§ YOUR GOAL: Collect every line in the records below that contains the string "bowl" and copy each one in full. Matching is case-sensitive.

* begin INFORMATION GIVEN *

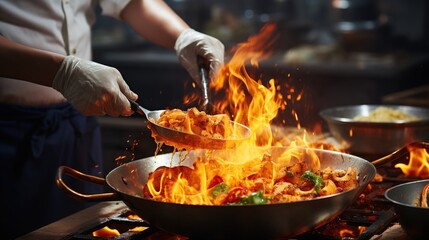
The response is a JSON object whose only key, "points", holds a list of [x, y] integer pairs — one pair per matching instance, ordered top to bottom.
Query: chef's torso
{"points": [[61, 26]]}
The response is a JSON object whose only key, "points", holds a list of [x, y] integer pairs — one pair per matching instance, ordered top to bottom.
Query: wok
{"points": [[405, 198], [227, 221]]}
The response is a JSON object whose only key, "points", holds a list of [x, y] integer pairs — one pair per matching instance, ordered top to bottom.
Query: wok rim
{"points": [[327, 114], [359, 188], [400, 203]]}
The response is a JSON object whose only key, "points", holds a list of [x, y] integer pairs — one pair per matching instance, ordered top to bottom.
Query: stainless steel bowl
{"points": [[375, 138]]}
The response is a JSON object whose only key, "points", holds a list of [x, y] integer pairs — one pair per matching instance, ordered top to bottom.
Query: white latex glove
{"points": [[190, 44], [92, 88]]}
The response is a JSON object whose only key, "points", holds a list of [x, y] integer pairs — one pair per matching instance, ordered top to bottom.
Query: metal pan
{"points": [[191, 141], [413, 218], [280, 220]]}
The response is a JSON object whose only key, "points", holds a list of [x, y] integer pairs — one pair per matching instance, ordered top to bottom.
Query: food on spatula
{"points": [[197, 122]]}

* end INFORMATION GIVEN *
* begin INFORMATION GIVEN *

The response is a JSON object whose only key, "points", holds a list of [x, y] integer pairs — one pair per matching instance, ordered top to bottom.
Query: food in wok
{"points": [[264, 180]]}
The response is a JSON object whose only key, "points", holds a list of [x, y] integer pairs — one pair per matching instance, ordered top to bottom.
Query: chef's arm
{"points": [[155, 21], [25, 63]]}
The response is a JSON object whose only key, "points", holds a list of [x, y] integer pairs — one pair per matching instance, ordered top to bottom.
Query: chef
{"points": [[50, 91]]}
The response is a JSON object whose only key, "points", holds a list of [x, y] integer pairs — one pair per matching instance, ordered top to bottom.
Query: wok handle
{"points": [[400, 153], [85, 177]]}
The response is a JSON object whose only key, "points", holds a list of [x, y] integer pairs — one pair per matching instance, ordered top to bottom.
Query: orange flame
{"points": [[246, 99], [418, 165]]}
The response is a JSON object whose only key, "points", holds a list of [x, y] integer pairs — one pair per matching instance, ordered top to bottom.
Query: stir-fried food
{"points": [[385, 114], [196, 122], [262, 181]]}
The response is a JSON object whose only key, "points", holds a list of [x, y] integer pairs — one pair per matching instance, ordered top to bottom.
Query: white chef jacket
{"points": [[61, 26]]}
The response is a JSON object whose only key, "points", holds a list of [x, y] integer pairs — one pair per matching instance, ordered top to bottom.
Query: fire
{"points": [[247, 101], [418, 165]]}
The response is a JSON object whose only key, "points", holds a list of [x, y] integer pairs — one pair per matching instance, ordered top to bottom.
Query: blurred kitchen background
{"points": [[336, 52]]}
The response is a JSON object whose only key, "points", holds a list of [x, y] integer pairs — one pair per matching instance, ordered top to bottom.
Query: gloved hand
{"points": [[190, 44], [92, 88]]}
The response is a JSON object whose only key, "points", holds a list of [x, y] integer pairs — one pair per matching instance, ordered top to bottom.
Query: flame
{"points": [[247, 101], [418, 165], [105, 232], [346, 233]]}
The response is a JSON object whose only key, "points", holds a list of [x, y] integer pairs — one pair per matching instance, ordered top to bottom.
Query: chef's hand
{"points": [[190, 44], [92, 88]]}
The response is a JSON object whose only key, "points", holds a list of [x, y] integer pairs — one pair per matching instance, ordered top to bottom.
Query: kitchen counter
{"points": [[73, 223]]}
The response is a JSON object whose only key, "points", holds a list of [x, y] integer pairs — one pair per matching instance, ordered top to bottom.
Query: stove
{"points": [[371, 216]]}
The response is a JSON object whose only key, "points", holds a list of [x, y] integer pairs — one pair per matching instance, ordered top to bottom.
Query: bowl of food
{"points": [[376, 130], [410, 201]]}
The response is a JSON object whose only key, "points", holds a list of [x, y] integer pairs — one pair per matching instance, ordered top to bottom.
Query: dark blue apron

* end INFORMATION GIVEN *

§ FINISHED EXERCISE:
Query: stainless steel bowl
Query: bowl of food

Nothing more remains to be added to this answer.